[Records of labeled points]
========

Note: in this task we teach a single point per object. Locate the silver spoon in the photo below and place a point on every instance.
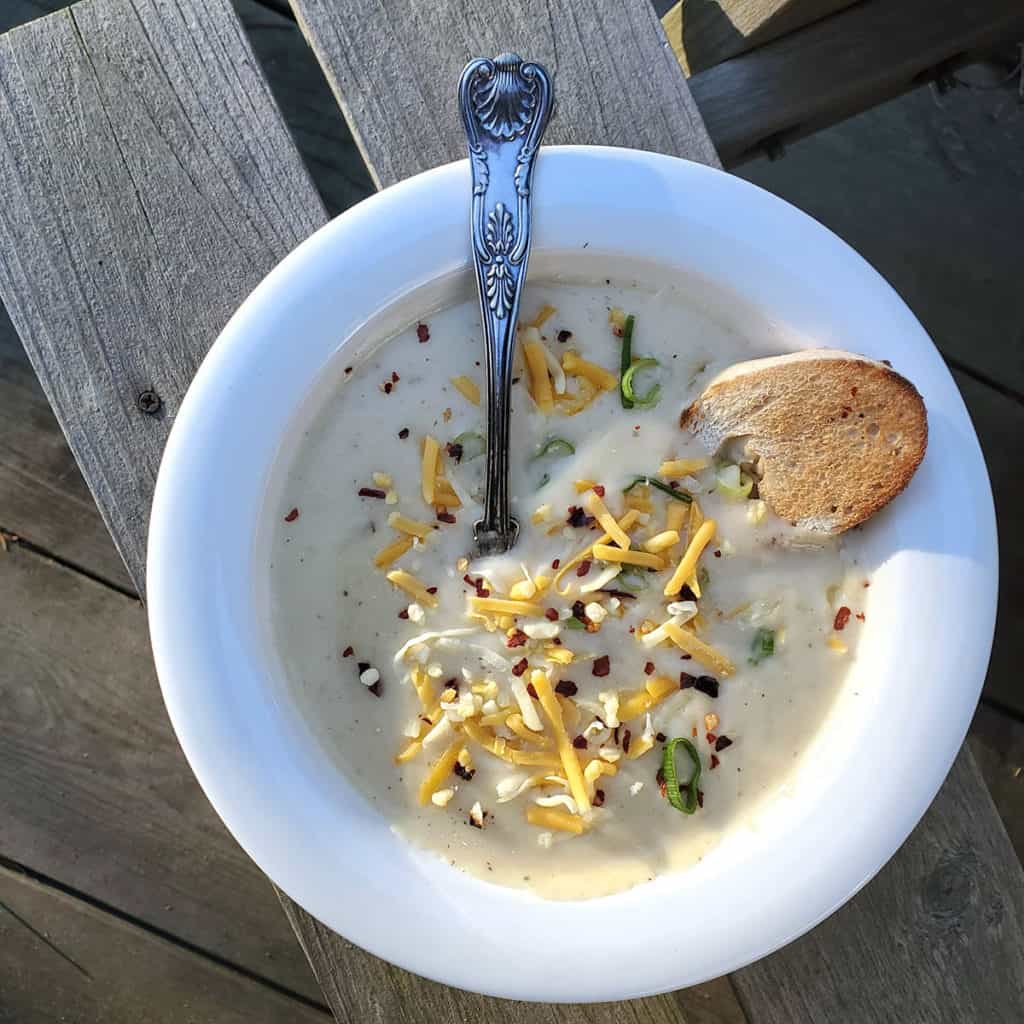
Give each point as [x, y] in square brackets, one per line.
[505, 104]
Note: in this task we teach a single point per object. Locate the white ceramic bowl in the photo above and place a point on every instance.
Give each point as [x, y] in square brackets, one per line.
[862, 786]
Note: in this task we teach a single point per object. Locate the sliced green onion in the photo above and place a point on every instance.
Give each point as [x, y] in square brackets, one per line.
[672, 788]
[626, 361]
[473, 444]
[631, 581]
[763, 646]
[680, 496]
[555, 445]
[733, 482]
[643, 400]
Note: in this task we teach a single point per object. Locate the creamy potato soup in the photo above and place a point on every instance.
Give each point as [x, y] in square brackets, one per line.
[639, 675]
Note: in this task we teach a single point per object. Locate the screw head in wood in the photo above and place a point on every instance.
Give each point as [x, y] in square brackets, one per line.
[150, 402]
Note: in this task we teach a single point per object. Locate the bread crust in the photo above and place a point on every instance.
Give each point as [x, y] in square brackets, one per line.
[835, 436]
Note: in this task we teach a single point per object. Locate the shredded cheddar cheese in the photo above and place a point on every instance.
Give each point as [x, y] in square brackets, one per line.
[392, 552]
[642, 558]
[573, 364]
[566, 753]
[675, 469]
[428, 471]
[537, 367]
[555, 818]
[501, 605]
[662, 542]
[468, 388]
[626, 523]
[440, 771]
[704, 652]
[688, 563]
[594, 504]
[415, 588]
[535, 758]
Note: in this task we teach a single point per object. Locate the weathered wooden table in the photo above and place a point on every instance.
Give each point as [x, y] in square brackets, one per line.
[148, 184]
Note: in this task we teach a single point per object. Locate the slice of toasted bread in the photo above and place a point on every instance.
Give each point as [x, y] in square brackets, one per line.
[834, 436]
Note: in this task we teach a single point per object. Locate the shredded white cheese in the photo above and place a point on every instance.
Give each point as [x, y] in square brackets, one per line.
[542, 631]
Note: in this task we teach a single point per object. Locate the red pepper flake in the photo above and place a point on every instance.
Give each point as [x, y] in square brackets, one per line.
[707, 684]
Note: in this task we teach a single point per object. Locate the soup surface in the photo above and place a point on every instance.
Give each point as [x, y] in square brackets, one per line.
[522, 716]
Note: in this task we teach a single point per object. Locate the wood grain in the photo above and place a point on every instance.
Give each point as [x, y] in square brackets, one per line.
[42, 494]
[95, 790]
[709, 32]
[935, 938]
[150, 183]
[66, 961]
[392, 68]
[841, 65]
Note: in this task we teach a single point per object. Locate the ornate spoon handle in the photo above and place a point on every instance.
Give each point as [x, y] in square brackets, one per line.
[505, 105]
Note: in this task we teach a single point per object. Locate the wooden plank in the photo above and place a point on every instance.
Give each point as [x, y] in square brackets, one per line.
[705, 33]
[393, 75]
[96, 792]
[150, 183]
[996, 739]
[841, 65]
[936, 937]
[66, 961]
[42, 494]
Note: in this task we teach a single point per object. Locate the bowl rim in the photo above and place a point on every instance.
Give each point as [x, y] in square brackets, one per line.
[197, 596]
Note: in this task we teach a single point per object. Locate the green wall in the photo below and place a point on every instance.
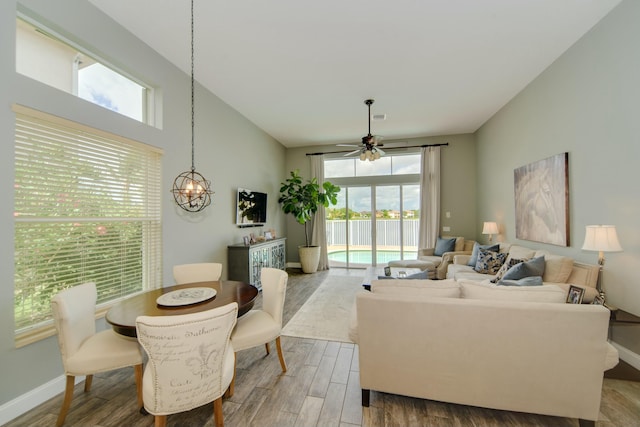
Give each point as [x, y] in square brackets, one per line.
[458, 171]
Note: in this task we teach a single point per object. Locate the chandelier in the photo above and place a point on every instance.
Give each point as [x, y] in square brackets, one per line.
[191, 191]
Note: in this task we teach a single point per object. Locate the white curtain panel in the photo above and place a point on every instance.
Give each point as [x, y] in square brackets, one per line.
[429, 197]
[319, 228]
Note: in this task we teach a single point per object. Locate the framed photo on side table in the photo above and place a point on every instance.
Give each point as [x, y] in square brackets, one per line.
[575, 295]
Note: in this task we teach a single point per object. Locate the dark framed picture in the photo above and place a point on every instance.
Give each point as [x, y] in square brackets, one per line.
[542, 200]
[575, 295]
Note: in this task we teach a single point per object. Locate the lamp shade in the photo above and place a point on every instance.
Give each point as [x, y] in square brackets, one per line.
[601, 238]
[490, 227]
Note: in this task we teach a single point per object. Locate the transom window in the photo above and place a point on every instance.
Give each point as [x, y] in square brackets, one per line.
[388, 165]
[87, 209]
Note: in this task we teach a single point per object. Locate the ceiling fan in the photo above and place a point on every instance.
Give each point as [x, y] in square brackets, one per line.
[370, 149]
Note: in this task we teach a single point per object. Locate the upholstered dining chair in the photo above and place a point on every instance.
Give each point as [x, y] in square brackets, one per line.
[85, 352]
[200, 272]
[258, 327]
[191, 361]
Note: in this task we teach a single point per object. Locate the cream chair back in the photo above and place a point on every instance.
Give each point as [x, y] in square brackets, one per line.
[274, 288]
[74, 317]
[199, 272]
[191, 360]
[85, 352]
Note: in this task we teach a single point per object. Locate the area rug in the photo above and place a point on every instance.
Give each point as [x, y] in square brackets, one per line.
[326, 314]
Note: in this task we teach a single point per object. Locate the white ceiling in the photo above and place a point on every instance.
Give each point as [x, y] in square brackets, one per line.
[301, 70]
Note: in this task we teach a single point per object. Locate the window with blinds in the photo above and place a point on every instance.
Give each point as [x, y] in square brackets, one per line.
[87, 209]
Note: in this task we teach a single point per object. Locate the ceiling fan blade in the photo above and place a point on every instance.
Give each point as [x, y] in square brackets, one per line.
[351, 153]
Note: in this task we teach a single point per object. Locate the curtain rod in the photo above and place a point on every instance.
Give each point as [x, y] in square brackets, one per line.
[386, 149]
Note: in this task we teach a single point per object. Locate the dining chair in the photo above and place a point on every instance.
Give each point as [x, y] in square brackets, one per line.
[200, 272]
[257, 327]
[85, 352]
[191, 361]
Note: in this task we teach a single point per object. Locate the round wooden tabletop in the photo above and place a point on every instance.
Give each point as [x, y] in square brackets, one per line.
[122, 316]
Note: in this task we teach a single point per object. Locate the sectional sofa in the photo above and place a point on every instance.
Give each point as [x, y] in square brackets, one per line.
[435, 262]
[501, 347]
[558, 270]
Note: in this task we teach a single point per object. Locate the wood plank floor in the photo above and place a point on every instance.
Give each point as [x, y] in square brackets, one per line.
[321, 388]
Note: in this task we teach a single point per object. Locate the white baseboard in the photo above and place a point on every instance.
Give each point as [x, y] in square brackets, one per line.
[33, 398]
[627, 355]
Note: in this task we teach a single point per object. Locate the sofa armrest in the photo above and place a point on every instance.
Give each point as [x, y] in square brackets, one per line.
[461, 259]
[447, 258]
[426, 251]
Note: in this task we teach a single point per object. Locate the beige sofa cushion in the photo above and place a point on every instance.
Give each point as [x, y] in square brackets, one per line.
[436, 288]
[488, 291]
[520, 252]
[557, 269]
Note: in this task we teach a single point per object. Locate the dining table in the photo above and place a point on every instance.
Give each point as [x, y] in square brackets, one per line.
[122, 316]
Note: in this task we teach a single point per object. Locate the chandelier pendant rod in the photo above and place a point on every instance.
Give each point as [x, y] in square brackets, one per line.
[193, 167]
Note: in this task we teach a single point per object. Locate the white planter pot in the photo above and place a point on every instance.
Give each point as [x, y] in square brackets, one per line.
[309, 258]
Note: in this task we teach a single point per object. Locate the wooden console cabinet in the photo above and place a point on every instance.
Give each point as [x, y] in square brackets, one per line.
[246, 261]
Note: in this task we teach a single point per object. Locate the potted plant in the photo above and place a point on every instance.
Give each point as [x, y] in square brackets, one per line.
[302, 199]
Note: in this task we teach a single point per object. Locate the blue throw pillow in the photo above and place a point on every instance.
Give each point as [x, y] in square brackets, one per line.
[477, 247]
[526, 281]
[416, 276]
[444, 245]
[533, 267]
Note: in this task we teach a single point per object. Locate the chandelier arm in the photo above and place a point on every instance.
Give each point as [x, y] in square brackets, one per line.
[192, 191]
[193, 167]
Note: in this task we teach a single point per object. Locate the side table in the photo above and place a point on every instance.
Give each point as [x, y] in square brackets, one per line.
[621, 318]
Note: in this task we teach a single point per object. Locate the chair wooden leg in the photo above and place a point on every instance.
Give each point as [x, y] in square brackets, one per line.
[232, 386]
[66, 403]
[138, 372]
[280, 355]
[160, 420]
[217, 412]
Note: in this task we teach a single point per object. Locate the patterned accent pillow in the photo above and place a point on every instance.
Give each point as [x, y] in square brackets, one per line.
[506, 266]
[489, 262]
[444, 245]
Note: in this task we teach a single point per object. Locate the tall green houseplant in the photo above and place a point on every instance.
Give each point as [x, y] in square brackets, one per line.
[302, 199]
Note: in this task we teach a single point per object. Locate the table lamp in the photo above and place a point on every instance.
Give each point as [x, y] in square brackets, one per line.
[490, 228]
[601, 238]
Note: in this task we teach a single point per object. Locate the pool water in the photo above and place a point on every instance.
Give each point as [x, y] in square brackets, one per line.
[364, 257]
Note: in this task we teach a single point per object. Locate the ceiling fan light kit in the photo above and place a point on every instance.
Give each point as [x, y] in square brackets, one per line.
[191, 191]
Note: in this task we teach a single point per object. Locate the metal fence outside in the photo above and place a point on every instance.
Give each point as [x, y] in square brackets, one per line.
[387, 233]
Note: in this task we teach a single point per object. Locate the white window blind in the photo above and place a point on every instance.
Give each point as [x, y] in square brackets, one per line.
[87, 209]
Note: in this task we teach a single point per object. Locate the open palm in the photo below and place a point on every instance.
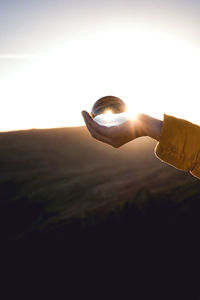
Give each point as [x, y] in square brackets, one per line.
[115, 136]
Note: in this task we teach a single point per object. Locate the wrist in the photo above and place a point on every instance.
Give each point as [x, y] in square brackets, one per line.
[149, 126]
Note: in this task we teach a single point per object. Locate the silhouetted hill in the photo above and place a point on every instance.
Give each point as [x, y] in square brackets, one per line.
[55, 175]
[76, 204]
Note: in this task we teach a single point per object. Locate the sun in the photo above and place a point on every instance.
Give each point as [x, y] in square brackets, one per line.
[152, 72]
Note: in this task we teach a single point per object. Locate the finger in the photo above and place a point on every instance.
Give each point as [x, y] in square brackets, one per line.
[98, 136]
[102, 130]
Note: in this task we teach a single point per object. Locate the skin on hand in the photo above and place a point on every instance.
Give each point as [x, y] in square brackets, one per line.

========

[Task to carry out] All lines from the one with "Locate the wrist" through the final line above are to be quoted exactly; quote no other line.

[Full response]
Note: in this task we teach a single point per object. Locate the wrist in the photo above and place a point on every instance.
Give each point as [x, y] in square brackets, one per line.
[149, 126]
Note: in this task we teach a single point per object. Locate the silhouetted hill in the photo above and place a point on every instance.
Give each point as [x, y] in square brackets, one per line.
[55, 175]
[76, 204]
Note: in this task we teach a single point per object. Locate the sun in the photo above and place a point on every instance.
Give each point as [x, y] in square brackets, one per line.
[152, 72]
Note: in this task we teach a single point per object. Locate the finger in the photo above and place a point on every instance.
Give each point as [x, y] in square brackets, one per line.
[98, 136]
[102, 130]
Note: in this task we teach a single point per object. Locate the skin on hand in the photo above and place a point on every instance.
Give each point as [x, y] in square brackets, one per line.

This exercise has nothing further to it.